Text passage ▸
====
Together, those setups are helping developers understand how they might adapt canal solar to varying hydraulic and structural conditions across California's vast canal network.
That is where the bigger promise comes in. A University of California study estimated that covering roughly 4,000 kilometers (2,485 miles) of California canals could conserve 63 billion gallons of water annually — enough for 50,000 acres of farmland or the residential needs of more than 2 million people.
For communities, that could mean a more resilient water system, less land pressure for new solar development, and more clean energy feeding the grid.
Others are putting solar panels on existing spaces, such as farmland, cemeteries, and parking lots, in efforts to reduce the need for additional land use.
The Nexus project has the added benefit of water preservation. As drought worsens worldwide and cities implement water restrictions, systems like this will become increasingly vital to protecting communities, the environment, and the global food supply.
At its core, the Nexus project was built to "generate empirical data under real-world operating conditions" and explore the "dual use of existing infrastructure," PV wrote. So far, the early numbers suggest the idea is more than just a clever concept.
"Project Nexus has the potential to demonstrate a new, innovative water-energy nexus project that can be replicated elsewhere in the state and nation to increase efficiencies in managing limited natural resources," its website states.
====
Exercises ▸
1. From the passage on canal solar, return the part that opens with the words containing "Together, those setups" and closes with "additional land use.".
2. Condense the paragraph of the canal solar passage that begins "That is where the bigger promise comes in," keeping its main facts.
The records have no connection to the passage on canal solar.

Listed records ▸
====
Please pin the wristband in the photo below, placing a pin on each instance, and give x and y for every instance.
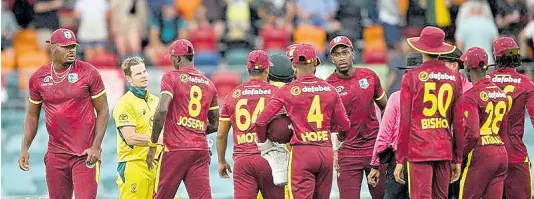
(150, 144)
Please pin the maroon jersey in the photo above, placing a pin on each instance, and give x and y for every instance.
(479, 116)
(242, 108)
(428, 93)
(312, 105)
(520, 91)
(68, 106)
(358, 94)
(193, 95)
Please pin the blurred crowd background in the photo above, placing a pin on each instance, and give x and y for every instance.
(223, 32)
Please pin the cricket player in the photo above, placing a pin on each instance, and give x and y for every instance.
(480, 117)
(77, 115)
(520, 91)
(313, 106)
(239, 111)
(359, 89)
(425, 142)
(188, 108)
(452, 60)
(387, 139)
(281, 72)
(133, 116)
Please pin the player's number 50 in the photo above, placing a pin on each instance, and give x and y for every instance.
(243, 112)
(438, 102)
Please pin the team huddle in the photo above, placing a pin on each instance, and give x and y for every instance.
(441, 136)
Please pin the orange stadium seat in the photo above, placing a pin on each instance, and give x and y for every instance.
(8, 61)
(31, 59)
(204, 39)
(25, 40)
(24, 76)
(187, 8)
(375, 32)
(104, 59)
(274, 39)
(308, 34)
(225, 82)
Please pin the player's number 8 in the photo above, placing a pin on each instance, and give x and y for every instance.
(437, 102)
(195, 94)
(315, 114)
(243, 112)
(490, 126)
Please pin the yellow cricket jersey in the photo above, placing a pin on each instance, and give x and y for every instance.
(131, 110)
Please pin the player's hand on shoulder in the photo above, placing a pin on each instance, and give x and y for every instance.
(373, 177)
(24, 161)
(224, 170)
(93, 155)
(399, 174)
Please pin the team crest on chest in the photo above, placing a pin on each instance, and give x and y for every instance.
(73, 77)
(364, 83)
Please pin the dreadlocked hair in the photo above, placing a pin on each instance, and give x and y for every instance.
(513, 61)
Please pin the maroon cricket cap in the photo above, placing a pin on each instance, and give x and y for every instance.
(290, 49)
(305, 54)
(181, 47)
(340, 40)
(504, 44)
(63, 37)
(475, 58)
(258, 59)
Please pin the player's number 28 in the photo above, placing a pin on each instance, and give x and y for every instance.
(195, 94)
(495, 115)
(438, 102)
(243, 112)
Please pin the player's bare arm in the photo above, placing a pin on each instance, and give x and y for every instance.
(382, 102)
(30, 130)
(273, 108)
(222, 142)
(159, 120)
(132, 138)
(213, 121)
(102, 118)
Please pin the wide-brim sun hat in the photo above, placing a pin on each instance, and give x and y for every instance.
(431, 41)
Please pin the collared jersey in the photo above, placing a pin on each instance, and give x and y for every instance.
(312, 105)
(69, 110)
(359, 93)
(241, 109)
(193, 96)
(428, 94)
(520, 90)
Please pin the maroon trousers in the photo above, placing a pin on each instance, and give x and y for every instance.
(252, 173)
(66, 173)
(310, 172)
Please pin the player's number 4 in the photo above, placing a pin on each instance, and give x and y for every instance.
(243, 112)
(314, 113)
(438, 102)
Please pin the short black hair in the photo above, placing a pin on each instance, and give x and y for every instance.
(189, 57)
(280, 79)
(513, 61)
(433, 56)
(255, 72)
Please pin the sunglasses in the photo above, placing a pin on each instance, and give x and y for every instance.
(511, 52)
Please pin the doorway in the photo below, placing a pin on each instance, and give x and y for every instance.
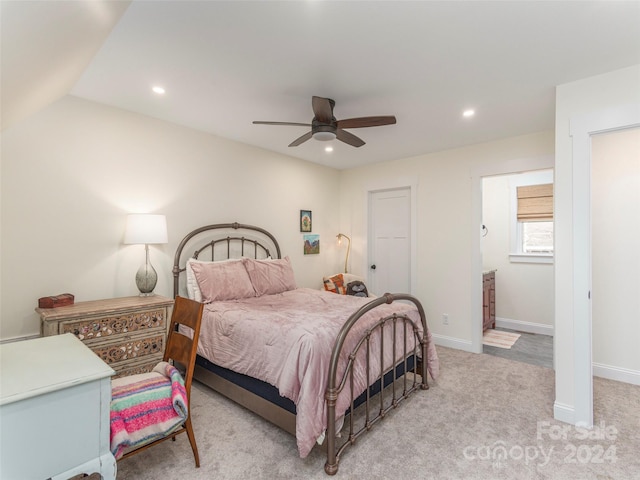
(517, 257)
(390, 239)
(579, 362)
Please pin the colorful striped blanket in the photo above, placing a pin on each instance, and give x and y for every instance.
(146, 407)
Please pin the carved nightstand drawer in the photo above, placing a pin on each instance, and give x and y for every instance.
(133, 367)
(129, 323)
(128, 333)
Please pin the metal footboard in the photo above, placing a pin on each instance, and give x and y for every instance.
====
Answers by task ▸
1.
Together, those setups are helping developers understand how they might adapt canal solar to varying hydraulic and structural conditions across California's vast canal network.
That is where the bigger promise comes in. A University of California study estimated that covering roughly 4,000 kilometers (2,485 miles) of California canals could conserve 63 billion gallons of water annually — enough for 50,000 acres of farmland or the residential needs of more than 2 million people.
For communities, that could mean a more resilient water system, less land pressure for new solar development, and more clean energy feeding the grid.
Others are putting solar panels on existing spaces, such as farmland, cemeteries, and parking lots, in efforts to reduce the need for additional land use.

2. A University of California study estimated that covering about 4,000 kilometers (2,485 miles) of California canals could save 63 billion gallons of water a year, which is enough for 50,000 acres of farmland or the residential needs of over 2 million people.